**WORK REQUEST:** In the passage on Tarrare, set down word for word the part starting with "The surgeons who" and going on through "before finishing it.".

**GIVEN PASSAGE:**
# # # # #

Oddlet: Tarrare · 1 min read
Feb 14, 2026 · Updated Feb 20, 2026
The Man Who Ate Everything Else
The French army once used a man who could swallow live puppies whole as a courier, hiding documents in his stomach.
During the French Revolutionary Wars, the army surgeons stationed at Soultz had seen a great deal. They had not seen anything like Tarrare.
He was thin — gaunt, even — with skin that hung loose from his frame like a coat several sizes too large. His mouth could hold a dozen eggs at once. He could eat a meal intended for fifteen soldiers in a single sitting, and when meals weren't available, he ate whatever was. Cats. Snakes. Live puppies. He swallowed them whole. He was, by every medical standard available at the time, impossible.
The military saw an opportunity. A man who could swallow anything could swallow documents. They had Tarrare ingest a wooden box containing a test message, waited for it to pass through him, and declared the experiment a success. He was sent behind Prussian lines with a note to a French colonel hidden in his gut.
He was captured almost immediately. He did not speak German. The Prussians beat him, nearly hanged him, and sent him back. The spy program was quietly discontinued.
Tarrare returned to a hospital in Versailles, where he begged doctors to cure his hunger. A toddler disappeared from the ward. He was expelled. He was twenty-six when he died, likely of tuberculosis.
The surgeons who opened his body found his gullet was so wide they could see straight down into his stomach, as though peering into a tunnel.
The smell was so terrible they abandoned the autopsy before finishing it.

# # # # #

**Items listed in a dataset:**
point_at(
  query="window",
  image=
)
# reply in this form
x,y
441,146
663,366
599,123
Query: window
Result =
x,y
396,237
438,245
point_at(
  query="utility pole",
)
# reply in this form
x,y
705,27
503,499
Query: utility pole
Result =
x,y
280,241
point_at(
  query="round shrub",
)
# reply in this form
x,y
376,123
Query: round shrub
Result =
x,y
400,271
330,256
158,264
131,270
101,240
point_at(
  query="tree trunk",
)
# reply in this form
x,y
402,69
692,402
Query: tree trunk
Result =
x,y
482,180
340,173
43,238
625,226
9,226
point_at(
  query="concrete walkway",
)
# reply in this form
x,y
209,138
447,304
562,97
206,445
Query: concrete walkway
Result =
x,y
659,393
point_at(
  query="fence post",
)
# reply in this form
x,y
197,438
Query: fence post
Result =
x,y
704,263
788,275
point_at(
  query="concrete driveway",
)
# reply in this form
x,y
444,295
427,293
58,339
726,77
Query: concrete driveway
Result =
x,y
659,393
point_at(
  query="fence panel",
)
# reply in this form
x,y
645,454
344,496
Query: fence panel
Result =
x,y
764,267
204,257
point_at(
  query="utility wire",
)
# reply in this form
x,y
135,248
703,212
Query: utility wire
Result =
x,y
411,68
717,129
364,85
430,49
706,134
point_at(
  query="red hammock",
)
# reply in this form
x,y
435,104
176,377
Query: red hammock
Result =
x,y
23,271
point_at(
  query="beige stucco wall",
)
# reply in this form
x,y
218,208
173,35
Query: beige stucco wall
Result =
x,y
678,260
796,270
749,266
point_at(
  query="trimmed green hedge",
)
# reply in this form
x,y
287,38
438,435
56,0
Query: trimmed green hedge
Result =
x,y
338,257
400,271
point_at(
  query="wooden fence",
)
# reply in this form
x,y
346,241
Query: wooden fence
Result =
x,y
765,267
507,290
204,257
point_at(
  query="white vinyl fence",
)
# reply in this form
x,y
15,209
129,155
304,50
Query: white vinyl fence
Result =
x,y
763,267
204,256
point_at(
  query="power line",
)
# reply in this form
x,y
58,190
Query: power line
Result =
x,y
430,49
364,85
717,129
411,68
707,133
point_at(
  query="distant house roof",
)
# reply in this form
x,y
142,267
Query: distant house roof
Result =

# # # # #

**WRITTEN SOLUTION:**
The surgeons who opened his body found his gullet was so wide they could see straight down into his stomach, as though peering into a tunnel.
The smell was so terrible they abandoned the autopsy before finishing it.